Instead of scientific truth we receive lies like that of the April 9, 2006 New York Times Magazine cover story about Carmen Climaco. In that article freelance writer Jack Hitt castigates anti-abortion laws of El Salvador by informing Times readers how Climaco received a 30- year prison term for aborting an 18- week-old fetus. Hitt’s lies were later exposed by a pro-life group when they reported the forensic examination results concerning the death of Climaco’s child. Those results showed that in actuality it was a full-term normal delivery, and that the official cause of death was asphyxia by strangulation. According to columnist Michelle Malkin, the Times “refused to acknowledge Jack Hitt’s false reporting.” She goes on to suggest: “The next time you hear a New York Times columnist defend the paper’s commitment to accuracy, fairness and ethical standards, give them two words: Carmen Climaco.”7
Concerning major media reporting on homosexuality Belz asks a simple question: “Why no serious pursuit of why homosexuals have a life span 20 years shorter than the general population?”
How many people in this country know that? How many know that the nation’s blood banks will not receive the blood of those who have engaged in homosexual activity? Yet homosexual practices are portrayed in public school sex-education classes to unsuspecting children as healthy alternatives in lifestyle. One might think their dogmatic commitment to Darwin’s concept of “survival of the fittest” would trump this culture of death. Instead, commitment to it is leading to a new definition of the very foundation of society: the family.
The major media’s refusal to tell the truth about the homosexual lifestyle is having serious consequences, and it makes them responsible for placing more and more members of society at risk to its dreaded diseases.

Required actions:
**A)** Answer these questions using the passage on media reporting:
(i) On what date did the New York Times Magazine cover story about Carmen Climaco appear?
(ii) What official cause of death did the forensic examination results give?
(iii) What foundation of society does the passage say is being given a new definition?
**B)** Name every person mentioned by name in the passage on media reporting.
**C)** Continue the passage on media reporting, starting right after its final sentence.

Supplied entries:
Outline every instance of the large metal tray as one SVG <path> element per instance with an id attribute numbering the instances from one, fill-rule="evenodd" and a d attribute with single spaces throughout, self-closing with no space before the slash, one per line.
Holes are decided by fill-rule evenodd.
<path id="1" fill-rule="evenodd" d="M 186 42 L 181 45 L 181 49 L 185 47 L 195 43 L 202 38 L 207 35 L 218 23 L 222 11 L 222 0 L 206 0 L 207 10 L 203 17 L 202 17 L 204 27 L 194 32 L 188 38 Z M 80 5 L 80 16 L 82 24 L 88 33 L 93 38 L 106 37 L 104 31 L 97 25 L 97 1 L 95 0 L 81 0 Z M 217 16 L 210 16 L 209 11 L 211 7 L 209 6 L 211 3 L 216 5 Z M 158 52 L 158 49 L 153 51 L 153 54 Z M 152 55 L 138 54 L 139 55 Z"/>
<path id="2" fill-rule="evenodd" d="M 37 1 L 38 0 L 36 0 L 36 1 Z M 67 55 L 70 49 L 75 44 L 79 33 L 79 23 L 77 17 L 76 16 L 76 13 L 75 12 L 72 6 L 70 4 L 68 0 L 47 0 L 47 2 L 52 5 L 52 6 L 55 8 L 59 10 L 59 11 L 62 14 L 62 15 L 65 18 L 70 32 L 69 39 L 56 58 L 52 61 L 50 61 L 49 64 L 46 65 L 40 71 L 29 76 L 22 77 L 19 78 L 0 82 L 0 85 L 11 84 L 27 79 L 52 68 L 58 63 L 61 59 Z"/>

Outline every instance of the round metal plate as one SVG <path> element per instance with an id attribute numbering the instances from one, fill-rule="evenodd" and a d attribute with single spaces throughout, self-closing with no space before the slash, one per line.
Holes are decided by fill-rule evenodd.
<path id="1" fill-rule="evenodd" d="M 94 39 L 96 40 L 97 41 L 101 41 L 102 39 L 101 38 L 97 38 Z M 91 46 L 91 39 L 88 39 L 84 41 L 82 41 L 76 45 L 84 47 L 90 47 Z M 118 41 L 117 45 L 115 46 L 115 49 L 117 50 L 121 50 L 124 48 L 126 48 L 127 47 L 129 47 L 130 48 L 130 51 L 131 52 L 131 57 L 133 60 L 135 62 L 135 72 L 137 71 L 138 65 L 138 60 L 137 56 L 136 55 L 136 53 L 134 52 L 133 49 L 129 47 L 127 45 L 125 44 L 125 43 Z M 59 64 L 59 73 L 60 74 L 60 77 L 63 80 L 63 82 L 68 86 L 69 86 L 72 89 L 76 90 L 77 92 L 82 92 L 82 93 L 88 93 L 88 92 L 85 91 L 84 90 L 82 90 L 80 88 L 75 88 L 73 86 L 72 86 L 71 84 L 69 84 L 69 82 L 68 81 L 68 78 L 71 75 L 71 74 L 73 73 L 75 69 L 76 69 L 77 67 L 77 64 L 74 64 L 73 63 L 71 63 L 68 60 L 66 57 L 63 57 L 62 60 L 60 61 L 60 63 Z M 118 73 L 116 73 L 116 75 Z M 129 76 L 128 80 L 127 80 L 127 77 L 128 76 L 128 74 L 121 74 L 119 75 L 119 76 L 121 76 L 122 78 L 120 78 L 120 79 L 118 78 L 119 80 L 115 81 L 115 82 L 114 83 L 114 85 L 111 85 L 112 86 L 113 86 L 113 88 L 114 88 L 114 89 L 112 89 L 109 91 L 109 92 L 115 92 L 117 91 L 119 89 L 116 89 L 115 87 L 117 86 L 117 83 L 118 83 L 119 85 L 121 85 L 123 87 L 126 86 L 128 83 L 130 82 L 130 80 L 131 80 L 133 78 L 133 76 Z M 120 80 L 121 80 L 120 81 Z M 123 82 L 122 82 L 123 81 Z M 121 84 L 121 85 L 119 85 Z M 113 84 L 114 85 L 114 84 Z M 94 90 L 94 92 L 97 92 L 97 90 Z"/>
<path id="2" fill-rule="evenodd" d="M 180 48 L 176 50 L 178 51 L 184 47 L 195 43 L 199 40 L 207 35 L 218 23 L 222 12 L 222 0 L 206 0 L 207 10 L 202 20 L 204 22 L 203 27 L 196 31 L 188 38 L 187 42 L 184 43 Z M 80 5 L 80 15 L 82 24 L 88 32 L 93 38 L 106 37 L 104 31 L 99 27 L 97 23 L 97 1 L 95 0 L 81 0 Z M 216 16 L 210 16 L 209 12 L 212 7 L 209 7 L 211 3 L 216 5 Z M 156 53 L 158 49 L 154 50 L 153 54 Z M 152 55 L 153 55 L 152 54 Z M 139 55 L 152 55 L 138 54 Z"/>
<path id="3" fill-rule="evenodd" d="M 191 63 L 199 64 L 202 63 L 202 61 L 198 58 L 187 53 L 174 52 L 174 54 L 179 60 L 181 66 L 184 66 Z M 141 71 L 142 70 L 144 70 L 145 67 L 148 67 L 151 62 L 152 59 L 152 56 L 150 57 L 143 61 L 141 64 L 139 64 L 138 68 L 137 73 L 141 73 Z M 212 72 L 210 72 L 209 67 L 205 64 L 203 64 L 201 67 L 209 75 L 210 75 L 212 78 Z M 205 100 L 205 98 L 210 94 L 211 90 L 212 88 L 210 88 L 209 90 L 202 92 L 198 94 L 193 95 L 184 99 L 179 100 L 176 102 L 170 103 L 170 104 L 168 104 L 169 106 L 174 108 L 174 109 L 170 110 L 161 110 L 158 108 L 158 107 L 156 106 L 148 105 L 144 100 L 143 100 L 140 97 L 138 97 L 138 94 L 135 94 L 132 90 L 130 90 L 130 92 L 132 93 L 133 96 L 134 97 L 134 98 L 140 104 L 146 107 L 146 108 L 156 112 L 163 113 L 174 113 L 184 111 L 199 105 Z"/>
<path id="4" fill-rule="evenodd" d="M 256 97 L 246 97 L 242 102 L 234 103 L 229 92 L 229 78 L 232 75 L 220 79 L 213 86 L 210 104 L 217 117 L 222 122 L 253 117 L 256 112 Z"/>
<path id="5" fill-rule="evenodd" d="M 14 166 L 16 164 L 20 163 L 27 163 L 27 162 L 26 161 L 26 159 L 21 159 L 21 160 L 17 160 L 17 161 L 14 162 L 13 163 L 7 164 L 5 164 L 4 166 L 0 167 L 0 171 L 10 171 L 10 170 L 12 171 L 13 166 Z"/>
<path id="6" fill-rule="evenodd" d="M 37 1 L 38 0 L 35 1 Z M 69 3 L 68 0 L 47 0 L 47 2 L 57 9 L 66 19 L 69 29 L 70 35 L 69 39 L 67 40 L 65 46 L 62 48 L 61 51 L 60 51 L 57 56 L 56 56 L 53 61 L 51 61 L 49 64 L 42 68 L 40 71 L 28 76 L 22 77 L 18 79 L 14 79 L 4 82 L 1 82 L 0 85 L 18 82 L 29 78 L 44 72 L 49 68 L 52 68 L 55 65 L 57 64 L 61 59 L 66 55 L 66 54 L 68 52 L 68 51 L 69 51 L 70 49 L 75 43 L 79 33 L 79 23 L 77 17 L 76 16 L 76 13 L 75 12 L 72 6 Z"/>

Answer list:
**A)**
(i) April 9, 2006
(ii) Asphyxia by strangulation
(iii) The family

**B)** Carmen Climaco, Jack Hitt, Michelle Malkin, Belz, Darwin

**C)**
Joel Belz’s list of “Seven big lies” of the media includes also the media’s treatment of the stem-cell research controversy:
Almost every day on the news, you’ll hear references to conservatives’ opposition to “stem-cell research.” I’m offering a free lifetime subscription to World to anyone who can identify a prominent conservative who holds to such a point of view. The debate, of course, is about embryonic (emphasis ck) stem-cell research— a practice that requires the discarding of early human embryos. The mainstream media so often and so consistently confuse the two practices that their basic honesty has to be called into question. 8
Furthermore, when it comes to legislation for the public funding of embryonic stem-cell research, the media consistently makes it appear that the president opposes the research. In actuality it would appear that he is not opposed to embryonic stem-cell research as much as he does not want to offend his conservative political base by signing a bill that would approve the use of taxpayer dollars to fund the research.
Concerning the media’s “big lie” about Islam, Belz posits, “Mainstream media, like mainstream politicians (including President Bush), dance dishonestly around this one—and for understandable reasons. But isn’t it a hallmark of serious journalism that the truth must be pursued no matter the cost?”9
With this we concur. Though Belz does not delineate the “understandable reasons,” no doubt one is fear of violent reprisals from believers in Islam. For further commentary on these reasons and the mainstream media’s response to Islam (or lack thereof), we refer the reader to Standard Bearer volume 82 (p. 106) and the article titled “Western Responses to Islam: The Secular Response.”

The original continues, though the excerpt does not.